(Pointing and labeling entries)
# # #
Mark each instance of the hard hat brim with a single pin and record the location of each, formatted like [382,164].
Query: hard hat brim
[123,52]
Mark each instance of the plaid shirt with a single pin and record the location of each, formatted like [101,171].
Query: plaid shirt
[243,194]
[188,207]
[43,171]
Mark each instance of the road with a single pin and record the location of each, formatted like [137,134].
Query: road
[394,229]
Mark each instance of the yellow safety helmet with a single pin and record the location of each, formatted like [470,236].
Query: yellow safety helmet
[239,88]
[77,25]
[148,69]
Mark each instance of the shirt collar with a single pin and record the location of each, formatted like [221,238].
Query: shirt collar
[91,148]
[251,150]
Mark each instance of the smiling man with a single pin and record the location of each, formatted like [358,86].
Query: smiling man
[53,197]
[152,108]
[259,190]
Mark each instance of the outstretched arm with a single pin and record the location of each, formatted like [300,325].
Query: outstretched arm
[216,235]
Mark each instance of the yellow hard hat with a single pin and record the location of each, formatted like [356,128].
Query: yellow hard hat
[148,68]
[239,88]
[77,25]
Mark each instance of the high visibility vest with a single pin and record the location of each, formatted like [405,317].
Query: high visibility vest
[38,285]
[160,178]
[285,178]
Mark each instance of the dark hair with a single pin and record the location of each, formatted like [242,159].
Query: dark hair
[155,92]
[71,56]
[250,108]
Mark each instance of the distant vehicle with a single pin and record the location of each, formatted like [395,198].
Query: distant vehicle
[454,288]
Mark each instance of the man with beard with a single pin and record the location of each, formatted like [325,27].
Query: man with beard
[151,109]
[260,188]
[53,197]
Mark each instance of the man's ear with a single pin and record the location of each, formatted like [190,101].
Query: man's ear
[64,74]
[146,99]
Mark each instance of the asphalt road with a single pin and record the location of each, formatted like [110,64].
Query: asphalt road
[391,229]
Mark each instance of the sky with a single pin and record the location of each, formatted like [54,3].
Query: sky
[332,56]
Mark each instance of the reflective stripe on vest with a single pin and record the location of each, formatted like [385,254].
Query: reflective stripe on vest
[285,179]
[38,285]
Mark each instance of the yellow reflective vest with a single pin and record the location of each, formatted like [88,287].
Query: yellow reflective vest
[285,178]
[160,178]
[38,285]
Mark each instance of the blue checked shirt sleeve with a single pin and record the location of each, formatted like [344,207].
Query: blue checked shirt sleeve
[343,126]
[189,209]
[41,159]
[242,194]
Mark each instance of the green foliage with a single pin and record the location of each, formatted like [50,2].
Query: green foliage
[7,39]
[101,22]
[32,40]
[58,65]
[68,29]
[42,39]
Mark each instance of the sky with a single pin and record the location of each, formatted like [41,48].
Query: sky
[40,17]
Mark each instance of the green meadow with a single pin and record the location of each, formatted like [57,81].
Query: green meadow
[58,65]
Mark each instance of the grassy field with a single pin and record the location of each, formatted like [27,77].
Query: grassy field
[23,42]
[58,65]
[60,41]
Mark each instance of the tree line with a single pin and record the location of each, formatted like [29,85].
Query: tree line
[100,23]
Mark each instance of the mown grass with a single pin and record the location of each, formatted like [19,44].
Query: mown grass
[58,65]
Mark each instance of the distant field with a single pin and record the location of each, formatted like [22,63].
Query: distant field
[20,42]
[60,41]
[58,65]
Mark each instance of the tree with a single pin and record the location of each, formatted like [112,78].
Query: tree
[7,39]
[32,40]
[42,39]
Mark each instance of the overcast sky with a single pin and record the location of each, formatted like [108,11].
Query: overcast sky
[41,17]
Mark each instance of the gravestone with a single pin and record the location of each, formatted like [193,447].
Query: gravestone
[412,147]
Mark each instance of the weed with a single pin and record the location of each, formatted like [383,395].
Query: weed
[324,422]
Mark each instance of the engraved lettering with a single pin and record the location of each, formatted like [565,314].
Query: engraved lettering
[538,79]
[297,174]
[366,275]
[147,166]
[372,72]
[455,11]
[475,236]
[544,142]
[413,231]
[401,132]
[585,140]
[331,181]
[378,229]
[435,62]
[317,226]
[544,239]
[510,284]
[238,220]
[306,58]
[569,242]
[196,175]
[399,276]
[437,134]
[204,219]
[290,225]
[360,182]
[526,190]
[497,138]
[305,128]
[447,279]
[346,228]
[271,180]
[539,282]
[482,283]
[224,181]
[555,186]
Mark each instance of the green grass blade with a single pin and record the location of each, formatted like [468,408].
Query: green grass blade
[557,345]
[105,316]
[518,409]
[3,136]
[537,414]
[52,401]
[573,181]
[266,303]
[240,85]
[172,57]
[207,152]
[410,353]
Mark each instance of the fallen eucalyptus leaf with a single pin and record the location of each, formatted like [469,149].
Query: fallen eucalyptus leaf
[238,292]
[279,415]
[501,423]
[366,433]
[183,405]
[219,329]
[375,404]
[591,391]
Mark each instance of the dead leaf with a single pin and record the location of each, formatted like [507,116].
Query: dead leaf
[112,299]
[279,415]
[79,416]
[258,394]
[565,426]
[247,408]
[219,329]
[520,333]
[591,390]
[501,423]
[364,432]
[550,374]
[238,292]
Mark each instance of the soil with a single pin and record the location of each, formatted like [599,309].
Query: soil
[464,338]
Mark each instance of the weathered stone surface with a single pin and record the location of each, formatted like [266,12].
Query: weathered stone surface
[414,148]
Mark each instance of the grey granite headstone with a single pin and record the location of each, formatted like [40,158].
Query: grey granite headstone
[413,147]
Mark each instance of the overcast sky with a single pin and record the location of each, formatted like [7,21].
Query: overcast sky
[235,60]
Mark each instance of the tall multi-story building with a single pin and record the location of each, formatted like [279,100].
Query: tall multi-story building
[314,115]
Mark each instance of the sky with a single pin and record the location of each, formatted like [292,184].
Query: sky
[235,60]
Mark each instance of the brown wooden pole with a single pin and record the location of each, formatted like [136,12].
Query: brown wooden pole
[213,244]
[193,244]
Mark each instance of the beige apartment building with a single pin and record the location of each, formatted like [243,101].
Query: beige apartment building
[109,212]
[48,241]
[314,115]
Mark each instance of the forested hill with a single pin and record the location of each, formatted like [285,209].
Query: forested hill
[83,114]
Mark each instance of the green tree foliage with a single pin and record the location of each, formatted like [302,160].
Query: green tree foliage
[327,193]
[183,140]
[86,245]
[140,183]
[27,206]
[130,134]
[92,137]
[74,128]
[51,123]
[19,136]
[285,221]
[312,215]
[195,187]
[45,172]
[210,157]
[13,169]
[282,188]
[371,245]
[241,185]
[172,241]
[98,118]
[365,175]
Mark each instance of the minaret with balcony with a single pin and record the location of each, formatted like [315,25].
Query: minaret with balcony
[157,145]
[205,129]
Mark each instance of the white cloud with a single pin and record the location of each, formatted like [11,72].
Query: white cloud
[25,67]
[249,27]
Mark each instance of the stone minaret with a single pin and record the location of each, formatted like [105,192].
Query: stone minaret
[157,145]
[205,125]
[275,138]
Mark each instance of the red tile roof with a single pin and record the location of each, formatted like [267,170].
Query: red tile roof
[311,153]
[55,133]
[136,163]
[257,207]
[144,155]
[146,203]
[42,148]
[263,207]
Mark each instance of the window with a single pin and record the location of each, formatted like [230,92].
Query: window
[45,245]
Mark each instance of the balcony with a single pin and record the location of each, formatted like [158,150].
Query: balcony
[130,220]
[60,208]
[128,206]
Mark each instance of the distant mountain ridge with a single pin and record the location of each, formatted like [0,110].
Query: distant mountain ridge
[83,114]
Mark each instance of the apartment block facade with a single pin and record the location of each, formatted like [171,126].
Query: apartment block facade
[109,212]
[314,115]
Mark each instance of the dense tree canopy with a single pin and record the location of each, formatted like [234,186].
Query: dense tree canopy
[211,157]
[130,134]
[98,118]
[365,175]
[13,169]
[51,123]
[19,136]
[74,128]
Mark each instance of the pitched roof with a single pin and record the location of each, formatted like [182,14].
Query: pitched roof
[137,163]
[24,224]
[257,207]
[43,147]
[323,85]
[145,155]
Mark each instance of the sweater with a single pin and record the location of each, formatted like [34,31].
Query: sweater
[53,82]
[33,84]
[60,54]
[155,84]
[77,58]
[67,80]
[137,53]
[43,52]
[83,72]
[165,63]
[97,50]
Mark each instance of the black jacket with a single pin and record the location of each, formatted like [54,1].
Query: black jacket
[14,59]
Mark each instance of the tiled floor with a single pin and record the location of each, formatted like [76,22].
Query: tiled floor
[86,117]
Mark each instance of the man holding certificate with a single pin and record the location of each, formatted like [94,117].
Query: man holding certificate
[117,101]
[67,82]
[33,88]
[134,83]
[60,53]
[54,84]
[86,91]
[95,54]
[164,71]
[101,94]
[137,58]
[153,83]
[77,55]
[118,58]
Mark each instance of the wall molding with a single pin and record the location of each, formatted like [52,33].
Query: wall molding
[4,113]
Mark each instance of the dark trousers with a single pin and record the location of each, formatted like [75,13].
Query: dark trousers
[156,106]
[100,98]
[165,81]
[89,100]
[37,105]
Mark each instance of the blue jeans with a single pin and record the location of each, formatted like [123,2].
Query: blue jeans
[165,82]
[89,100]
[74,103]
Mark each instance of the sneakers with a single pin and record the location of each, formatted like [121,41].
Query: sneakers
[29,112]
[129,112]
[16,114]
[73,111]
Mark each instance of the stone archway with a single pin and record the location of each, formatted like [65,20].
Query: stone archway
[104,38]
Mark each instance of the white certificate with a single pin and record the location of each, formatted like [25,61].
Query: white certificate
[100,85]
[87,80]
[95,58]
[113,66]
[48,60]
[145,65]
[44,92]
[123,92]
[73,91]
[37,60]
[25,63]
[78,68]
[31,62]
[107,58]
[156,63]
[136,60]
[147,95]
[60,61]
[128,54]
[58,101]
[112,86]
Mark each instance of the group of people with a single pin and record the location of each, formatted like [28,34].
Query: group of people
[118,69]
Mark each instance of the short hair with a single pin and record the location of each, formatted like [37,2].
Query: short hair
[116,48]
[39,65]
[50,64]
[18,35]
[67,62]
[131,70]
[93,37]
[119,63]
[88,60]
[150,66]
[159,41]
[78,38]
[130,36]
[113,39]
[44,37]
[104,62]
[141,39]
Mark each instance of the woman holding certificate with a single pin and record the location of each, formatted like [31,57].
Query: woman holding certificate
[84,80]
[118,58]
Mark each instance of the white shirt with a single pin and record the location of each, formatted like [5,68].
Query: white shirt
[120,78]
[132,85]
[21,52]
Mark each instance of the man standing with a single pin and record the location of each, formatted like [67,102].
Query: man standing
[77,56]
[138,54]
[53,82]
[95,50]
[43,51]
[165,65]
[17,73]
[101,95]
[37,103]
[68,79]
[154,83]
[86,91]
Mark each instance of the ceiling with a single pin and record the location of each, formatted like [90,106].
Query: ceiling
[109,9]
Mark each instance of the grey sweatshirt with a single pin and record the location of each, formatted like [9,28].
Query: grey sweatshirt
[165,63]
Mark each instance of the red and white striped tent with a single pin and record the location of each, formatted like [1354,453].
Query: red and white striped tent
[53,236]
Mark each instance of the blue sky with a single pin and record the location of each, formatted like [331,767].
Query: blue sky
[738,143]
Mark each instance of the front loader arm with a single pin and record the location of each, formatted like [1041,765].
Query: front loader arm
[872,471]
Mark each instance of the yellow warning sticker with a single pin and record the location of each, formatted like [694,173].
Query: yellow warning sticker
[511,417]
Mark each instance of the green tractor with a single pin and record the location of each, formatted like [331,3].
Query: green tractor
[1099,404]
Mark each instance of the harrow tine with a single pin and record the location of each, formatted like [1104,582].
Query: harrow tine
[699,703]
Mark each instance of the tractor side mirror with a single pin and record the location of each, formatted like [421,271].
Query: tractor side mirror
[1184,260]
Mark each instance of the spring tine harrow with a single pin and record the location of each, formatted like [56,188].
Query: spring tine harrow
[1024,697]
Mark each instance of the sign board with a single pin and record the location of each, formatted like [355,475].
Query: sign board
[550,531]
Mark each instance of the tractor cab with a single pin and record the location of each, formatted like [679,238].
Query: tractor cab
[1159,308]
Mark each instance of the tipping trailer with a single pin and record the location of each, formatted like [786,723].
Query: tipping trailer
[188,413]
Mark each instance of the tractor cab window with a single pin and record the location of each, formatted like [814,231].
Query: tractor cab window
# # #
## Brief
Can you write out the records from the line containing "Mark each instance of the tractor side" through the end, with "sign board" swapped for "signboard" and nothing else changed?

## Task output
Mark each instance of the tractor side mirror with a single pin and record the location of each, formatted like [421,271].
Query: tractor side mirror
[1184,260]
Mark each instance of the spring tine harrow with a single pin and record the location of each, formatted like [56,188].
Query: spring tine harrow
[1024,697]
Mark each instance of the signboard with a single pin and record the location of each, formatted like [355,475].
Query: signboard
[550,531]
Mark each instance of the tractor cab with a single pin and record the location of each, formatted like [679,238].
Query: tractor cab
[1159,308]
Mark each instance of the tipping trailer with a single pin and record the location of each, formatted like [786,723].
Query: tipping trailer
[188,413]
Mark each instance of the tractor cab window with a single pin and record the location of each, formatted like [814,231].
Query: tractor cab window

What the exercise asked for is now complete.